_Working data_
=== Section Start ===

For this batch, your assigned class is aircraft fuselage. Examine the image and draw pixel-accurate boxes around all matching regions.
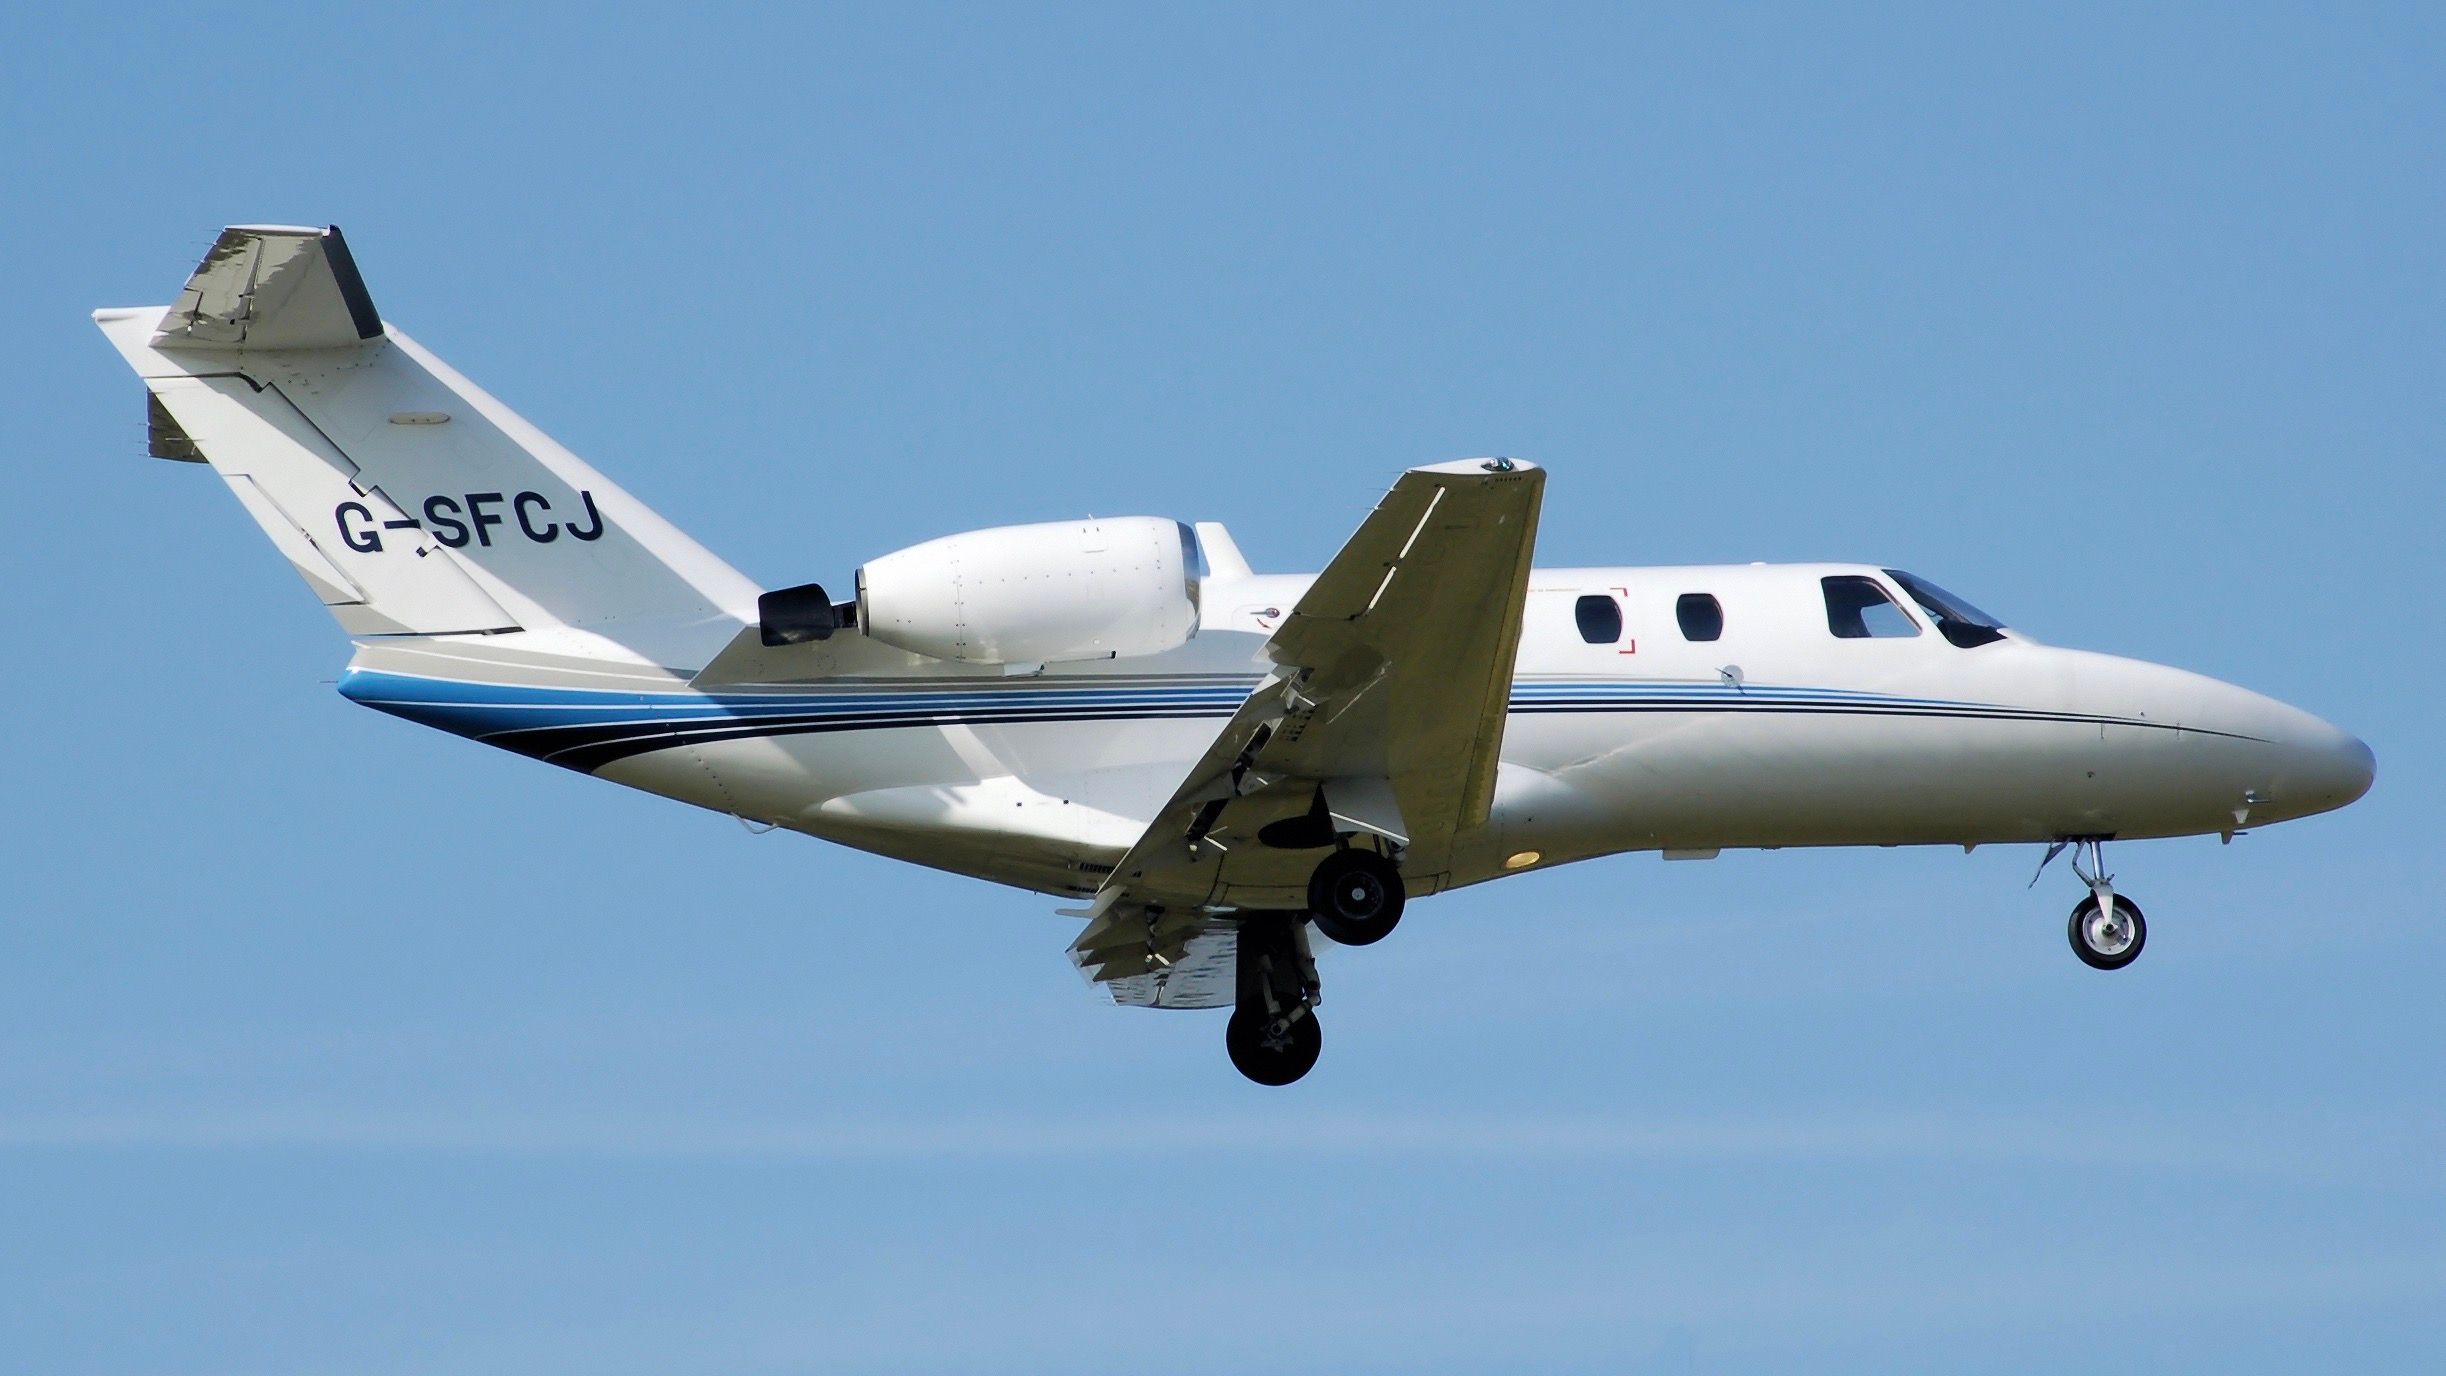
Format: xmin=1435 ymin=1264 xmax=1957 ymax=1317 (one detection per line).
xmin=339 ymin=560 xmax=2373 ymax=909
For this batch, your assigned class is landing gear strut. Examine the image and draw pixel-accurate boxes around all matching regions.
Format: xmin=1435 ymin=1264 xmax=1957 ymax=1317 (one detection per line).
xmin=2057 ymin=838 xmax=2147 ymax=970
xmin=1222 ymin=845 xmax=1403 ymax=1082
xmin=1306 ymin=847 xmax=1405 ymax=946
xmin=1226 ymin=913 xmax=1322 ymax=1086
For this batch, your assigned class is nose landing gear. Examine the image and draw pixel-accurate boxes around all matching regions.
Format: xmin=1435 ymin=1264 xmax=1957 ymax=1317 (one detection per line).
xmin=2047 ymin=838 xmax=2148 ymax=971
xmin=2070 ymin=892 xmax=2147 ymax=970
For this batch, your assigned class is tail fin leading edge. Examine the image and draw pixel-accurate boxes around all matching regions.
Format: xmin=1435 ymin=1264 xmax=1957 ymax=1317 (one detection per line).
xmin=95 ymin=225 xmax=760 ymax=649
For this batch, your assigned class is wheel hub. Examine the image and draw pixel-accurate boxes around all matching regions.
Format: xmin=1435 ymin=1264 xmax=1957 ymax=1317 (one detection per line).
xmin=2087 ymin=910 xmax=2132 ymax=954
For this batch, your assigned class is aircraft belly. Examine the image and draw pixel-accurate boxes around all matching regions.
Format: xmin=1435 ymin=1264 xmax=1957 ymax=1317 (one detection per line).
xmin=663 ymin=715 xmax=1233 ymax=895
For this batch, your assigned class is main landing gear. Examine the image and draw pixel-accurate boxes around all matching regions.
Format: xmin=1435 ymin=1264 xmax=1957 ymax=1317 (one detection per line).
xmin=1306 ymin=847 xmax=1405 ymax=946
xmin=2048 ymin=837 xmax=2148 ymax=971
xmin=1227 ymin=914 xmax=1322 ymax=1085
xmin=1223 ymin=846 xmax=1411 ymax=1085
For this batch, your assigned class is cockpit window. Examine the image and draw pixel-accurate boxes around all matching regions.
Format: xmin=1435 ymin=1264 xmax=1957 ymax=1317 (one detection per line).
xmin=1884 ymin=569 xmax=2007 ymax=649
xmin=1676 ymin=593 xmax=1723 ymax=642
xmin=1822 ymin=575 xmax=1920 ymax=639
xmin=1574 ymin=594 xmax=1623 ymax=644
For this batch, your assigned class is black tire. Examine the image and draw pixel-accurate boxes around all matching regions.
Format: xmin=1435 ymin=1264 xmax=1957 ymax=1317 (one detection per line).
xmin=2068 ymin=894 xmax=2147 ymax=971
xmin=1226 ymin=1007 xmax=1322 ymax=1086
xmin=1307 ymin=849 xmax=1406 ymax=946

=== Section End ===

Every line above has to be output exactly; the pictures must be dropped.

_Output below_
For this batch, your assigned class is aircraft fuselage. Examine the image and draw pixel-accurate boxes around all matching regions.
Format: xmin=1435 ymin=1264 xmax=1957 ymax=1317 (one detection per line).
xmin=339 ymin=560 xmax=2373 ymax=909
For this batch, your assigned class is landing gear strut. Examine the image and draw pixel-accurate boxes around all matching regions.
Format: xmin=1435 ymin=1264 xmax=1957 ymax=1317 (one detection per line).
xmin=2057 ymin=838 xmax=2147 ymax=970
xmin=1222 ymin=845 xmax=1403 ymax=1082
xmin=1306 ymin=847 xmax=1405 ymax=946
xmin=1226 ymin=913 xmax=1322 ymax=1086
For this batch, your assigned class is nose landing gear. Examine the image and draw pixel-accurate boxes around all matching regions.
Format: xmin=1435 ymin=1264 xmax=1957 ymax=1317 (one detection per line).
xmin=2047 ymin=838 xmax=2148 ymax=971
xmin=2070 ymin=892 xmax=2147 ymax=970
For this batch, your assigned class is tail fin leading edge. Examine the image and draw pixel-accurate boxes around all matching regions.
Format: xmin=1435 ymin=1264 xmax=1957 ymax=1317 (one detection per line).
xmin=95 ymin=225 xmax=760 ymax=649
For this batch, your assigned class is wheel hub. Examine the image and draw pixel-accurate boxes around all matching regions.
Format: xmin=1435 ymin=1264 xmax=1957 ymax=1317 (one detection per line).
xmin=2087 ymin=910 xmax=2132 ymax=954
For this batch, your assigned class is aircraft belly. Examine the image and draw pixel-accurate boxes around all matching regions.
Format: xmin=1435 ymin=1264 xmax=1957 ymax=1317 (one detection per line).
xmin=663 ymin=715 xmax=1233 ymax=895
For this batch, your assigned class is main landing gear. Examine the image and draw pixel-accurate boxes around all matching regions.
Format: xmin=1435 ymin=1264 xmax=1957 ymax=1317 (one detection per line).
xmin=1306 ymin=847 xmax=1405 ymax=946
xmin=2048 ymin=837 xmax=2148 ymax=971
xmin=1227 ymin=914 xmax=1322 ymax=1085
xmin=1223 ymin=846 xmax=1411 ymax=1085
For this batch, your assigned class is cockpit window. Examine the image and draw pixel-accurate boxes around all matching regions.
Format: xmin=1435 ymin=1264 xmax=1957 ymax=1317 (one detection per line).
xmin=1884 ymin=569 xmax=2007 ymax=649
xmin=1676 ymin=593 xmax=1723 ymax=642
xmin=1822 ymin=575 xmax=1920 ymax=639
xmin=1574 ymin=594 xmax=1623 ymax=644
For this batch, your assigned class is black tire. Examine the image and draw pixel-accurate boxes around all matching regions.
Format: xmin=1435 ymin=1264 xmax=1957 ymax=1317 (one detection per line).
xmin=2068 ymin=894 xmax=2147 ymax=971
xmin=1226 ymin=1007 xmax=1322 ymax=1086
xmin=1307 ymin=849 xmax=1406 ymax=946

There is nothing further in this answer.